Stanislaus County elections office issues alert about unofficial ballot drop boxes
Stanislaus County election officials are alerting the public about unofficial ballot boxes and has issued warnings about use of the unauthorized boxes.
Donna Linder, county registrar of voters, said Wednesday that three unauthorized ballot boxes have been reported to the election office. She said Wednesday her office sent the code section and information from the Secretary of State to three churches that were using unofficial boxes to collect ballots.
Linder stressed the non-official boxes are prohibited by state law. She said her office received reports that New Life Christian Center in Turlock, Big Valley Grace Community Church in Modesto and one other church were using unauthorized ballot drop boxes. The name of the third church was not immediately available.
California’s secretary of state and attorney general issued a cease and desist order Monday to the California Republican Party, charging the party has been operating unofficial ballot drop boxes in a number of counties.
++++++++
TASK 1
Lay out the records starting at the line containing "the white creamy" and ending at the line containing "[(240, 52), (222, 52), (202, 51)]" as a two-column CSV with the columns "prompt" and "coordinates", one row per request. Put each request's text and its answer in a single quoted field, turn line breaks into spaces, and leave the pictures out.

(Location annotation dataset excerpts)
++++++++
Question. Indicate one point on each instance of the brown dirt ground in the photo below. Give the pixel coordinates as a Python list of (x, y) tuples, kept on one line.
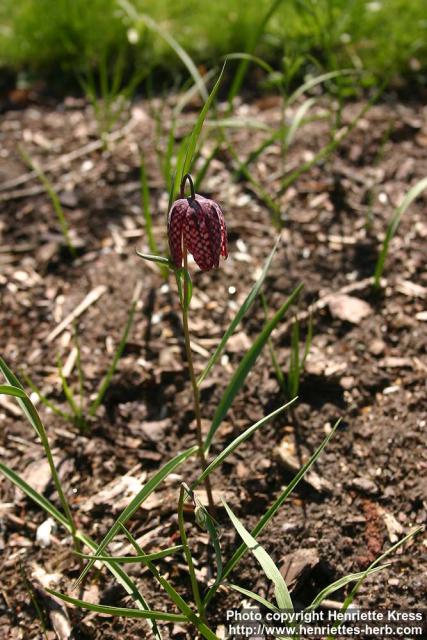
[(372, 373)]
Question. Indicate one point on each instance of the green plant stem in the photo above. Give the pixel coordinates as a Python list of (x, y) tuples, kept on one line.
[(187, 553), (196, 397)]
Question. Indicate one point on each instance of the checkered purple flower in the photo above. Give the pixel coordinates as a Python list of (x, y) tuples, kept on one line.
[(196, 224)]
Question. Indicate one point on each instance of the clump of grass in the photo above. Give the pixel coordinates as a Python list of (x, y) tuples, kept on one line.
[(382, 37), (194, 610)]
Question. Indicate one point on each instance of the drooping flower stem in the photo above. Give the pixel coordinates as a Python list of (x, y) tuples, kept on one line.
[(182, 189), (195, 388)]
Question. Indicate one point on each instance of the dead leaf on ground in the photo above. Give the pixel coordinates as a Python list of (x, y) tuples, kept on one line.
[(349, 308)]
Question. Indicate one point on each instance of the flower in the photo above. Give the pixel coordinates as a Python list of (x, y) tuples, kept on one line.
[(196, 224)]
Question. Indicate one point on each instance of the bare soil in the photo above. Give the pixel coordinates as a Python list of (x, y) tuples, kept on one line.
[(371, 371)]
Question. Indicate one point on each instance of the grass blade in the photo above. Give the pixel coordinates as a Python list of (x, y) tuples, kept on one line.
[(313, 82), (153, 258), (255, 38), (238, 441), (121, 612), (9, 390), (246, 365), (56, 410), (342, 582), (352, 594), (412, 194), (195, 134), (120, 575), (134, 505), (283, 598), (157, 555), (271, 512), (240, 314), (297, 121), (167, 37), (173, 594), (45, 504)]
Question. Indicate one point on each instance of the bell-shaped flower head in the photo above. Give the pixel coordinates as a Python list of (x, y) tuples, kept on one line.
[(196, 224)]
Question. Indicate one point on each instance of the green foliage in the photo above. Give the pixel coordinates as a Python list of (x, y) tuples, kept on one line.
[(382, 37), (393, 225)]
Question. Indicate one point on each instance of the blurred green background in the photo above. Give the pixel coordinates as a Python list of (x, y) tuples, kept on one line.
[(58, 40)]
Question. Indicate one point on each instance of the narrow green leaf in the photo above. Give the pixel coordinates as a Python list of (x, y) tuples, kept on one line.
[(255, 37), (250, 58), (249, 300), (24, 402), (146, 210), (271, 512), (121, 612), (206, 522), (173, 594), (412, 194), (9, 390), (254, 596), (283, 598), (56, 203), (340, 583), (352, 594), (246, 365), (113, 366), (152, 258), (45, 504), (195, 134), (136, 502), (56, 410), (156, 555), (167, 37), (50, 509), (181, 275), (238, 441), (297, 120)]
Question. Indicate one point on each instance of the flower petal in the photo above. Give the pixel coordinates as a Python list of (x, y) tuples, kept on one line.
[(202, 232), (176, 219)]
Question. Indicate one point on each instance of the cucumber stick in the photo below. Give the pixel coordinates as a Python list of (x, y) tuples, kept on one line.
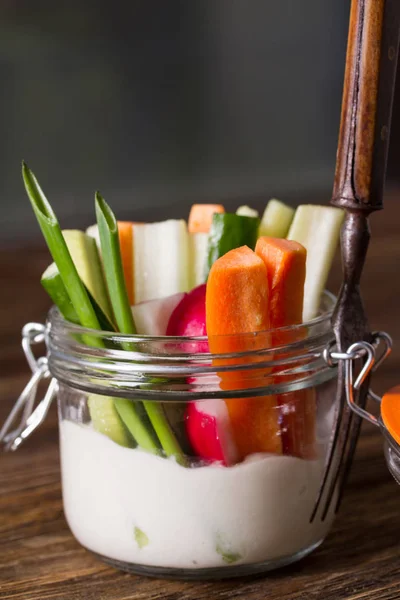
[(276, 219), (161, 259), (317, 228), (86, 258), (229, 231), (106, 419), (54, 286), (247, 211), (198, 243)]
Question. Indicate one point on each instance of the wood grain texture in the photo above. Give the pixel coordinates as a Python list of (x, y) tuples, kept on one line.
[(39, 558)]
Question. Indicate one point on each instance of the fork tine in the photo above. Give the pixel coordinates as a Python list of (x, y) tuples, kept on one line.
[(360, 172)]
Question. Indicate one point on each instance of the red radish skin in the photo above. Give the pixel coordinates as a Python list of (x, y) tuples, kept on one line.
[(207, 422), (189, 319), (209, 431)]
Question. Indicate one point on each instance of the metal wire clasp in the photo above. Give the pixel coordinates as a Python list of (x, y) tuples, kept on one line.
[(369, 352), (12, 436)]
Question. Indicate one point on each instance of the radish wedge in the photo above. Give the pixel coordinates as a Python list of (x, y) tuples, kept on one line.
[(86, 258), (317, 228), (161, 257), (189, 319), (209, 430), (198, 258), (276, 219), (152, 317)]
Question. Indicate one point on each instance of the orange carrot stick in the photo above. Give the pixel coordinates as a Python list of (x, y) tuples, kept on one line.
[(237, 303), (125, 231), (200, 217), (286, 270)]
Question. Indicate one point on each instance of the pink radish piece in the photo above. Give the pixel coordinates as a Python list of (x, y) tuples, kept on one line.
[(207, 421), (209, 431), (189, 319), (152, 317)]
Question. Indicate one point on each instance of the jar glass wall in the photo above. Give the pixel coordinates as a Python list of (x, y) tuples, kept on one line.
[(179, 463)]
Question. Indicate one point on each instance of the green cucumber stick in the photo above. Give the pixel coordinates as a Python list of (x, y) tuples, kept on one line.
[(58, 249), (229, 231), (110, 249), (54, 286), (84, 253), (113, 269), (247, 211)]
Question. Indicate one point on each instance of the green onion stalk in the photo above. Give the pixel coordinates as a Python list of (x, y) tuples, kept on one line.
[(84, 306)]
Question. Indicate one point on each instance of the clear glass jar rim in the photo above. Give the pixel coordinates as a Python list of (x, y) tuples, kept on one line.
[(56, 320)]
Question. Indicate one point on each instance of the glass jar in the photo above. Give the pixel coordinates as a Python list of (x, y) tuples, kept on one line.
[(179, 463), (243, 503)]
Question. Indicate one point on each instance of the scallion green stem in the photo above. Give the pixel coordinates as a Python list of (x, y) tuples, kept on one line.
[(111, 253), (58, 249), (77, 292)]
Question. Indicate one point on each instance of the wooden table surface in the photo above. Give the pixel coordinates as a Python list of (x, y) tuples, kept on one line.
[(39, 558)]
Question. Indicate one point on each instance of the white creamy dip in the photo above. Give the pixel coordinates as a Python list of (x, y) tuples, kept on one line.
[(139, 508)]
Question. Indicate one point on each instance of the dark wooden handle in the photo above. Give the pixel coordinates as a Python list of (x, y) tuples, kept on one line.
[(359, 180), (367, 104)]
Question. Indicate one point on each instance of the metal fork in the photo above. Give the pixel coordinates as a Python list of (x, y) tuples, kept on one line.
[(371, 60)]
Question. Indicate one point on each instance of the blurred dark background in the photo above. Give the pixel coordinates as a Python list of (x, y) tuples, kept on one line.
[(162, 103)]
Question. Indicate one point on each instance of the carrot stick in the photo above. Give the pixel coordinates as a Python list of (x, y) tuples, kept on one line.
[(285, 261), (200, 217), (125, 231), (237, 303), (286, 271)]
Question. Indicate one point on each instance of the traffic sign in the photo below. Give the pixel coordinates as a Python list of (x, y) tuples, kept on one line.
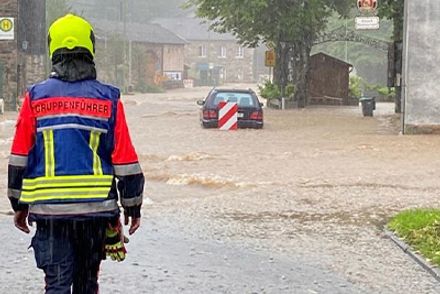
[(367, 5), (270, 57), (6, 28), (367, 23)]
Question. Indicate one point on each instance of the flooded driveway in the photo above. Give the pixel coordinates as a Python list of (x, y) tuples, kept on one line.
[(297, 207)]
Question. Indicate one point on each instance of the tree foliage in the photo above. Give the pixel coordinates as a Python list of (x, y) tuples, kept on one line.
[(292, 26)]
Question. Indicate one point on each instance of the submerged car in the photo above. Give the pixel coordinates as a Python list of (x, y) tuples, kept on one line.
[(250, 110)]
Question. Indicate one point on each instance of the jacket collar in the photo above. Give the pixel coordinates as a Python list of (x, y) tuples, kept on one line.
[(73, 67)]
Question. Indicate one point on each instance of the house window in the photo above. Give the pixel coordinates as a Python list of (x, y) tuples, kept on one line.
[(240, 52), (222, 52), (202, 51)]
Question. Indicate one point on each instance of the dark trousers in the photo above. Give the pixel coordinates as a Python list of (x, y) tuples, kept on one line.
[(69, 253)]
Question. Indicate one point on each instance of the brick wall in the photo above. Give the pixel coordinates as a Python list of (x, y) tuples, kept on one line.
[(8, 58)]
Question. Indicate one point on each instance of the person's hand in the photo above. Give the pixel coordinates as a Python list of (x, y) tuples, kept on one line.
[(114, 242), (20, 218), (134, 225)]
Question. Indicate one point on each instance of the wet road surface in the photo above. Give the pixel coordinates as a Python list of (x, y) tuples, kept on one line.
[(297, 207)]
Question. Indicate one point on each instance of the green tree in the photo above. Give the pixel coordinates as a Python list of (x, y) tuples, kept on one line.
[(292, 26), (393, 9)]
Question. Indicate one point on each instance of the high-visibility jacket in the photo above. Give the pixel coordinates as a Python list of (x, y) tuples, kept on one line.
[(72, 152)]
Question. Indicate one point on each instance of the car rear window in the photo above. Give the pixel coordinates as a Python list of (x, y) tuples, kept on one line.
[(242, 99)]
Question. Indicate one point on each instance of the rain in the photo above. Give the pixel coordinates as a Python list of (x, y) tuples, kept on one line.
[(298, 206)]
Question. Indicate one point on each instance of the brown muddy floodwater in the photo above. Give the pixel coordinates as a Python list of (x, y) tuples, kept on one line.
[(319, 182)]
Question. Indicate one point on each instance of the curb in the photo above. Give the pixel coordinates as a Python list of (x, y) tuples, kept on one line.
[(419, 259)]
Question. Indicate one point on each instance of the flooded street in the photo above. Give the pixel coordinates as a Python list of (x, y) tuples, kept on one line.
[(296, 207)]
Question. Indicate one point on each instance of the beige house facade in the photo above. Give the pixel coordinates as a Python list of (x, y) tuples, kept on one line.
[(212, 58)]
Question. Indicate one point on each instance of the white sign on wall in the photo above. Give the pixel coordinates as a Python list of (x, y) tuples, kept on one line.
++++++++
TASK 2
Duplicate the part of the article on unofficial ballot drop boxes starting at "Donna Linder, county" and ending at "not immediately available.".

PROBLEM SOLUTION 1
prompt,coordinates
"Question. Indicate one point on each instance of the white creamy dip in the photo above. Give the pixel coordinates as a Python list of (x, y) tuples, kept on one line.","[(139, 508)]"
"Question. Indicate one point on each instance of the dark wooden handle in the photo above. Give the pixel coordinates as a Python list of (x, y) tuples, kept on one line.","[(359, 180), (367, 104)]"
"Question. Indicate one point on each instance of the metal fork in the photo above. Give the pixel coordinates as a Python list of (x, y) tuples, kept on one line.","[(371, 60)]"
"Question. Indicate one point on each instance of the blurred dark background in the photo above. Give the pixel coordinates as a Python list of (x, y) tuples, kept on one line.","[(162, 103)]"
"Question. Indicate one point on each instance of the carrot stick in the photo above. Give the pixel coordinates as a Python list of (x, y) tuples, kept on one line.","[(285, 261), (200, 217), (125, 231), (237, 303), (286, 271)]"
"Question. Indicate one point on each instance of the traffic sign in the photo below. Give the pixel coordinates as a Python list of (x, y) tuples, kept on one line.","[(367, 5), (270, 57), (6, 28), (367, 23)]"
"Question. Indicate one point on each instance of the flooded driveway in the photo above. Give the pixel coordinates as a Python list of (x, y) tuples, kept on one line.","[(297, 207)]"
"Question. Indicate one point on each instance of the tree foliage in the photo above. Give the pixel coordinates as a Python list of (x, y) tuples, kept on one line.","[(292, 26)]"
"Question. Indicate one point on each instance of the submerged car in the photo above. Give the pixel coordinates as a Python list of (x, y) tuples, kept on one line.","[(250, 110)]"
"Question. Indicate one point on each instance of the jacket collar in the photo above. Give the pixel coordinates as a Python list of (x, y) tuples, kept on one line.","[(73, 67)]"
"Question. Indicate one point on each instance of the house window in the photo above. Give the pixel coordinates as a Python list of (x, y) tuples, kept on one line.","[(240, 52), (222, 52), (202, 51)]"

PROBLEM SOLUTION 2
Donna Linder, county registrar of voters, said Wednesday that three unauthorized ballot boxes have been reported to the election office. She said Wednesday her office sent the code section and information from the Secretary of State to three churches that were using unofficial boxes to collect ballots.
Linder stressed the non-official boxes are prohibited by state law. She said her office received reports that New Life Christian Center in Turlock, Big Valley Grace Community Church in Modesto and one other church were using unauthorized ballot drop boxes. The name of the third church was not immediately available.